**Provided records:**
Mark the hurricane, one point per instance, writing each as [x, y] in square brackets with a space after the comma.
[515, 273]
==
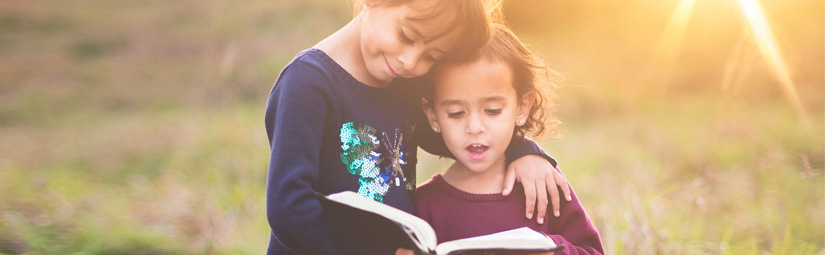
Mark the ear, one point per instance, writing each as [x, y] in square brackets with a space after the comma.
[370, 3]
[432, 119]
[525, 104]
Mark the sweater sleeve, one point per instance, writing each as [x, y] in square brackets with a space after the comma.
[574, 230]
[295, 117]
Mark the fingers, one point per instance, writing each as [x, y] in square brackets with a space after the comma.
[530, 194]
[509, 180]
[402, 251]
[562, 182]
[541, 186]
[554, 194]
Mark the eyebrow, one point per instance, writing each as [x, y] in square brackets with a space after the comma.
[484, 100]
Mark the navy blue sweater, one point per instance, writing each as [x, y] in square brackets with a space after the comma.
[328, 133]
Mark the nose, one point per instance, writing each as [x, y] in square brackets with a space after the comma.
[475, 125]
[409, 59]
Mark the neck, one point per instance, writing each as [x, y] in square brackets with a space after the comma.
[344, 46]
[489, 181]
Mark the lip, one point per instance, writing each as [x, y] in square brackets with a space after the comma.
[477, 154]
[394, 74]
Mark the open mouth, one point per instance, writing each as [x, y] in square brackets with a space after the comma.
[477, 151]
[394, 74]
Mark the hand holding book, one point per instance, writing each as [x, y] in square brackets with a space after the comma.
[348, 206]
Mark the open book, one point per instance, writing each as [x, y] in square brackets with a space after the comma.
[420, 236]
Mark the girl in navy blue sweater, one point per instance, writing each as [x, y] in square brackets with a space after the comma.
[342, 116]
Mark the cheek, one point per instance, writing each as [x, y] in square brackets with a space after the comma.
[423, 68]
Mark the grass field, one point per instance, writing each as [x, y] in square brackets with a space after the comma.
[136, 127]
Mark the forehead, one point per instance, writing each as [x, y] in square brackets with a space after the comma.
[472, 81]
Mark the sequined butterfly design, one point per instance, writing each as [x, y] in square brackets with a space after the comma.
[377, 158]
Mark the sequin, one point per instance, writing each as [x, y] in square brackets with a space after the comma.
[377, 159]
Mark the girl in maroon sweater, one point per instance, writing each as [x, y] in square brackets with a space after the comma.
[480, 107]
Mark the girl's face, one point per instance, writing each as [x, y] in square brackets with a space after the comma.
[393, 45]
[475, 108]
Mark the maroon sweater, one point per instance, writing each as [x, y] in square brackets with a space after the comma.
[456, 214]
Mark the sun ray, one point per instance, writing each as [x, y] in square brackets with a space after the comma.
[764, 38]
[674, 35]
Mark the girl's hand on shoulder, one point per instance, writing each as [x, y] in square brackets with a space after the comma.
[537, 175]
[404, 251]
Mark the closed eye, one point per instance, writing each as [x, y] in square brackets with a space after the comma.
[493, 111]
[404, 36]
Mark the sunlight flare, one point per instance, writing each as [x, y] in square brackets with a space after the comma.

**Instructions to follow:**
Only one stretch of the records above is wanted: the lines between the one holding "Mark the girl's face, one" and the one holding "Mark the sunlight", inclusive, reproduced exactly.

**Solution to this problem:**
Mark the girl's face, one point per instance, writing each as [x, y] in square brackets with a space after the comma.
[393, 45]
[475, 108]
Mark the maroon sweater, one point per instance, writing each as [x, y] in square brackets with a space after the comma.
[456, 214]
Mark the sun ray, one point per instance, writing each as [x, y] in square brackets with a space after the comma.
[764, 38]
[674, 35]
Mark the girl's hand on shoulder, one point per instance, writing each as [x, y] in square brackets with a space after the comma.
[537, 175]
[404, 251]
Mark the closed eye, one point per instance, writing each as [x, y] in square brackets with a space after the comma.
[493, 111]
[404, 36]
Mark the sunlight flare, one point per instance, writing each as [x, y] in square brackets with a space after the comma.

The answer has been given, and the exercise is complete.